▸ Objective
The required output is the exact sequence of lines from the line holding "Point out the front lawn" to the end of the records, inclusive.

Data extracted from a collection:
------------------------
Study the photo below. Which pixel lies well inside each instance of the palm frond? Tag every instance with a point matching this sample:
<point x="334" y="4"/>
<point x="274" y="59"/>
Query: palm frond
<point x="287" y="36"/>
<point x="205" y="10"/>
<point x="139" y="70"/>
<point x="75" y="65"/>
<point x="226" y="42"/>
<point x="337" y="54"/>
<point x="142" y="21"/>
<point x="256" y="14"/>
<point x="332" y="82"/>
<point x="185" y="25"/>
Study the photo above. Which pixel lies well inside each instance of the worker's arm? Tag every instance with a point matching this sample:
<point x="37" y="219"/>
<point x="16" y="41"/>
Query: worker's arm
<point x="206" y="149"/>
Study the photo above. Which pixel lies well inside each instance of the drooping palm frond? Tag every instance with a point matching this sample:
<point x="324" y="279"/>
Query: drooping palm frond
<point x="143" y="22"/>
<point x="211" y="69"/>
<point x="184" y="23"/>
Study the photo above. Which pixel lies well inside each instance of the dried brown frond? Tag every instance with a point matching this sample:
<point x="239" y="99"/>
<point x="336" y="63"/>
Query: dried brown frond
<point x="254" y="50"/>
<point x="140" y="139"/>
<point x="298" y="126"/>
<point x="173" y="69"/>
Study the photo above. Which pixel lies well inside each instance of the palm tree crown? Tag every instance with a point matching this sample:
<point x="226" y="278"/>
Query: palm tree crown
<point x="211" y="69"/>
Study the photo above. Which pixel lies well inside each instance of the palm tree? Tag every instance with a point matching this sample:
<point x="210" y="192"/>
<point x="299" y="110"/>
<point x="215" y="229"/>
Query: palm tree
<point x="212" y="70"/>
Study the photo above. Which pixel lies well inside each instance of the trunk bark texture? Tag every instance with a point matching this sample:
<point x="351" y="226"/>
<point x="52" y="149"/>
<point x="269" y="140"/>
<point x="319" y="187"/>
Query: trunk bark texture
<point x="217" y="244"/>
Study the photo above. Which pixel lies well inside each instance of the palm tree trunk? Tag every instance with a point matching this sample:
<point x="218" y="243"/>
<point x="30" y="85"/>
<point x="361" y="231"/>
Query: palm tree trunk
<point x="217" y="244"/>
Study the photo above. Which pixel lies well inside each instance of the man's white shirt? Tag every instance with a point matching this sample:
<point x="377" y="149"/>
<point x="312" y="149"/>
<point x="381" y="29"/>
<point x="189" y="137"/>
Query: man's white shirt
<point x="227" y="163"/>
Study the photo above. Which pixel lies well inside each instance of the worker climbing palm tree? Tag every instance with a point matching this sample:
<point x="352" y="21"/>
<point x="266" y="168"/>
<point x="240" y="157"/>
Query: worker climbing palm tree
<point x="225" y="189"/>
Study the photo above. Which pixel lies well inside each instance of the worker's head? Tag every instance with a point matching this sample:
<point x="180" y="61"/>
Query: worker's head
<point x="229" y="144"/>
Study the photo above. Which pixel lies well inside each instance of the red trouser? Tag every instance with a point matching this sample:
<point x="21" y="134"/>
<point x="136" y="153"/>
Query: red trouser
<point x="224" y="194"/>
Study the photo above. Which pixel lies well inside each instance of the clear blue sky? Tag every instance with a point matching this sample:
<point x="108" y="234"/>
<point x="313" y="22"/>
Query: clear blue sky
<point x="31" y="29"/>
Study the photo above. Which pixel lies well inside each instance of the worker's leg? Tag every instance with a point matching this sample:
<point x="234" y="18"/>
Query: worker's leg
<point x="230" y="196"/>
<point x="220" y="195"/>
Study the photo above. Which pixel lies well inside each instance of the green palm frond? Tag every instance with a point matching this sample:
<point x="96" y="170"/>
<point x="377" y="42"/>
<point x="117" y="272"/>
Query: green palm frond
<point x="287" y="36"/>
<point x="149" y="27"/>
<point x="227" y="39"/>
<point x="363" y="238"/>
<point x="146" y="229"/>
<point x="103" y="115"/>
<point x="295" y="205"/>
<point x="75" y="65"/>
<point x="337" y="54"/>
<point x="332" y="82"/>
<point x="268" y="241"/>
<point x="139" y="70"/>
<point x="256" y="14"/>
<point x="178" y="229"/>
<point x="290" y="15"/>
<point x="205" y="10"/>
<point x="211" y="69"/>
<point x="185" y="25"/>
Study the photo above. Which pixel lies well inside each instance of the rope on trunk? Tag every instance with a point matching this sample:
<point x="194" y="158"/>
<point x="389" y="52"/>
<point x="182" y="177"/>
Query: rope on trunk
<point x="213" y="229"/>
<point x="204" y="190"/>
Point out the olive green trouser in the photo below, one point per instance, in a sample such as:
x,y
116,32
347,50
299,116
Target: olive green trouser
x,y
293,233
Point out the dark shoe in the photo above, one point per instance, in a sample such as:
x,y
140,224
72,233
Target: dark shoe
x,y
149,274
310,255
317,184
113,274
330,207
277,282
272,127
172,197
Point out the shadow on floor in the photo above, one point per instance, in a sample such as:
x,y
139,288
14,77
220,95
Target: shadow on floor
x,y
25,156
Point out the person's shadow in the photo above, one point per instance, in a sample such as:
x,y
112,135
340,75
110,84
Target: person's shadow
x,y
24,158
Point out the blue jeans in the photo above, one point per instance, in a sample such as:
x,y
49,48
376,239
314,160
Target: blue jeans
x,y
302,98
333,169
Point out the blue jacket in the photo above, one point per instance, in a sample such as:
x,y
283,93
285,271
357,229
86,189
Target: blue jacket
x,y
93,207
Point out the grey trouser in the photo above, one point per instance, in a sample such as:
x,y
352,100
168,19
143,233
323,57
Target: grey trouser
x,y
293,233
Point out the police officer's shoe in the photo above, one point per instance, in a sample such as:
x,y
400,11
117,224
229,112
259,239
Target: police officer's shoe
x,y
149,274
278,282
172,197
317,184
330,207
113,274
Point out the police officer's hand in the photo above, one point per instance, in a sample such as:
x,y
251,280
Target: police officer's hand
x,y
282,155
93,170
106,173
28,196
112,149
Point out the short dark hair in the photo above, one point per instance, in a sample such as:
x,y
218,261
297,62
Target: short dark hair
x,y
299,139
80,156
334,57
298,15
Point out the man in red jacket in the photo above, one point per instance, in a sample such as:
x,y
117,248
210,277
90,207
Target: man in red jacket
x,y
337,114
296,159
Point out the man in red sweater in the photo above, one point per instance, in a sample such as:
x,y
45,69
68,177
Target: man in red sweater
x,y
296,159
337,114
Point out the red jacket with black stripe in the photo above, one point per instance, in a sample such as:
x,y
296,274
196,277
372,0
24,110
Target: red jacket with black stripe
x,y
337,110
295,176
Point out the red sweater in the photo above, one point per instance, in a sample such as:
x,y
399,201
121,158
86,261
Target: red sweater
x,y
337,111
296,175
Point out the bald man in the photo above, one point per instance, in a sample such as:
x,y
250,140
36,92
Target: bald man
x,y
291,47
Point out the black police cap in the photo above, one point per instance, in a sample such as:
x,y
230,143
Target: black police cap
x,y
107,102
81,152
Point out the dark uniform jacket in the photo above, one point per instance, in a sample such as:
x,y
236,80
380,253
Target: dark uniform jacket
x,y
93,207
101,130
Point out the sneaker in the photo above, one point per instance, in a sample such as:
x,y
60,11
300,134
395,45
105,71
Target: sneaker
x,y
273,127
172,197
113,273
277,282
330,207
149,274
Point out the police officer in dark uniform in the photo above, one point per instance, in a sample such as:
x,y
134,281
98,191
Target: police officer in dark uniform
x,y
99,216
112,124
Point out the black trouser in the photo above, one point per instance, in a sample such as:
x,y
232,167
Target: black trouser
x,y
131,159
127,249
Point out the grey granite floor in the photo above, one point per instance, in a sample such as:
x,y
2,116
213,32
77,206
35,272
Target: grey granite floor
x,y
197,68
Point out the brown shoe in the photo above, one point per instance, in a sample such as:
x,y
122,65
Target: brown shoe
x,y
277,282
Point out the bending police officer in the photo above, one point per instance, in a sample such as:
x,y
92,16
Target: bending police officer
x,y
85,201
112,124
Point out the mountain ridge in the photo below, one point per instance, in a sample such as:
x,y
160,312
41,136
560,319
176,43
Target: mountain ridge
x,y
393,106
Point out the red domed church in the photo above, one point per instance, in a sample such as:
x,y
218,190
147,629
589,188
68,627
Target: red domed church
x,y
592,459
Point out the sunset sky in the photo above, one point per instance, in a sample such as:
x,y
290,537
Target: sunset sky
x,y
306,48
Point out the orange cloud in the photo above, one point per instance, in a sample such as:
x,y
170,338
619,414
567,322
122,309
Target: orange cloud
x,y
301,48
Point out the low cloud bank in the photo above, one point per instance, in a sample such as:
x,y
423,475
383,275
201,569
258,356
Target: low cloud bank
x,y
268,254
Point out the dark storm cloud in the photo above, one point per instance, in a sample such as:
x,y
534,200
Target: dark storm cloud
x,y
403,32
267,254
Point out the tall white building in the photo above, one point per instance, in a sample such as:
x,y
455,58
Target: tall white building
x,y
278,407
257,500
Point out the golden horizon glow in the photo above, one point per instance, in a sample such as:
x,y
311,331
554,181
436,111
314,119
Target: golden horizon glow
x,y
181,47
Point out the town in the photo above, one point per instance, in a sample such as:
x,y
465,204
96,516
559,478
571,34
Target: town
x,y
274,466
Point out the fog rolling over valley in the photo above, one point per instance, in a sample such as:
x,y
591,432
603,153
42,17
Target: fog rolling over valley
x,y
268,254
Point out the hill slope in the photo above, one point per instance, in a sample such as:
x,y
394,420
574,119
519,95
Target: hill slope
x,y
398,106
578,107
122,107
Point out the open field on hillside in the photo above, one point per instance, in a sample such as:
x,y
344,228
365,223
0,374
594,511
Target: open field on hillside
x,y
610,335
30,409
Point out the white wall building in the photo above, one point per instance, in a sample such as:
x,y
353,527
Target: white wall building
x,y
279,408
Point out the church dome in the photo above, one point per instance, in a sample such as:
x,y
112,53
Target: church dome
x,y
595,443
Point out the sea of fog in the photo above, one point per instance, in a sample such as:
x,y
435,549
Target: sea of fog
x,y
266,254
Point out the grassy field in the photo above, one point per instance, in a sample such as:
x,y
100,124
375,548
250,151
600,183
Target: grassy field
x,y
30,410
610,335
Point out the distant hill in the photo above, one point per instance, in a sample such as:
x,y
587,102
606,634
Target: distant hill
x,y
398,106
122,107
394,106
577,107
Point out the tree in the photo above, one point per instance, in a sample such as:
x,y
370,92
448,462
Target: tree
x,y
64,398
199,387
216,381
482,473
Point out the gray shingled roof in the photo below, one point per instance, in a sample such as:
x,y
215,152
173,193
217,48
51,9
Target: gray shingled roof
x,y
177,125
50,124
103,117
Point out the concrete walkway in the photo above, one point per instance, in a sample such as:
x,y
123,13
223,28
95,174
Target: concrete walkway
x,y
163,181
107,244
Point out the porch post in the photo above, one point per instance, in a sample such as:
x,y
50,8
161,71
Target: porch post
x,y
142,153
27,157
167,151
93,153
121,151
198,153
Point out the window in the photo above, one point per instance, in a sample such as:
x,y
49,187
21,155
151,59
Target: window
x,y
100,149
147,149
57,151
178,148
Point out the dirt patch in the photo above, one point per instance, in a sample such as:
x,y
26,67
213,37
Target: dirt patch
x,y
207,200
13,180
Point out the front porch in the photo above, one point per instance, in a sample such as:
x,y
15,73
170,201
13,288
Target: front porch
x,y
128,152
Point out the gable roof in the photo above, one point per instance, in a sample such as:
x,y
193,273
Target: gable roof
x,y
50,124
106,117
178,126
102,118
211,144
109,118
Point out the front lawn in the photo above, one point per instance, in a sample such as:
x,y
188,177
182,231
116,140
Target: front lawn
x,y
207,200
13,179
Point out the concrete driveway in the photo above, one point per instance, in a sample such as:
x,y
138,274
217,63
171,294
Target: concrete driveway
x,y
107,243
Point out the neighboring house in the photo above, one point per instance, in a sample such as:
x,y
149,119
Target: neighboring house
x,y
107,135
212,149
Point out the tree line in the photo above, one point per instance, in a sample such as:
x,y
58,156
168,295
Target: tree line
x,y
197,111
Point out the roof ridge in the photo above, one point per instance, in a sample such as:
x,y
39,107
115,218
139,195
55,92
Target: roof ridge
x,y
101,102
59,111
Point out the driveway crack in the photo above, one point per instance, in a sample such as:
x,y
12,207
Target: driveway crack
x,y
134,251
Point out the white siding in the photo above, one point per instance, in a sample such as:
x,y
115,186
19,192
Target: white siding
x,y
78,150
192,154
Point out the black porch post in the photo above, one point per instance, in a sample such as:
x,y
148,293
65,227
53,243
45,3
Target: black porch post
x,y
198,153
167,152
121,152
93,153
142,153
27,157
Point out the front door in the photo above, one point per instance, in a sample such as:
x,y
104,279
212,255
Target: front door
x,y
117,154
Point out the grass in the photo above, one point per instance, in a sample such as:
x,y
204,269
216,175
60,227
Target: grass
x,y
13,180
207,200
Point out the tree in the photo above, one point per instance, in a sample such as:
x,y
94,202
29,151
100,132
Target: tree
------------------------
▸ Final result
Point out the front lawn in the photo above, one point per instance, in a sample such as:
x,y
188,177
182,231
116,140
Target: front lawn
x,y
207,200
13,179
Point out the concrete driveway in the photo above, one point per instance, in a sample such as:
x,y
138,274
217,63
171,294
Target: concrete driveway
x,y
107,243
Point out the neighboring house in the photo above, one point per instance, in a sample such as:
x,y
149,119
Target: neighboring house
x,y
107,135
212,149
Point out the tree line in the photo above, one point per instance, in a sample such as:
x,y
58,156
168,295
Target: tree line
x,y
197,111
Point out the roof ridge in the photo above, one point per instance, in a sample such as:
x,y
39,107
115,218
139,195
55,92
Target: roof ridge
x,y
101,102
59,111
Point out the driveway crack in the photo above, one point per instance, in a sample such as:
x,y
12,207
Target: driveway crack
x,y
134,251
Point out the white siding in the photo above, one point per instance, in a sample such as:
x,y
115,186
19,192
Target: white siding
x,y
78,150
192,154
Point out the black porch post in the photo above, one point per instance, in a sample such as:
x,y
148,293
65,227
53,243
45,3
Target: black porch post
x,y
198,153
167,152
121,152
93,153
142,153
27,157
Point out the front door in the photo above, one point per instance, in a sample such as:
x,y
104,279
212,255
Target: front door
x,y
117,154
Point out the grass in the photo above, one point per instance, in a sample such as:
x,y
204,269
216,175
60,227
Target: grass
x,y
13,180
207,200
Point out the tree in the photo above, one point per instance, in a sample such as:
x,y
94,202
29,151
100,132
Target: tree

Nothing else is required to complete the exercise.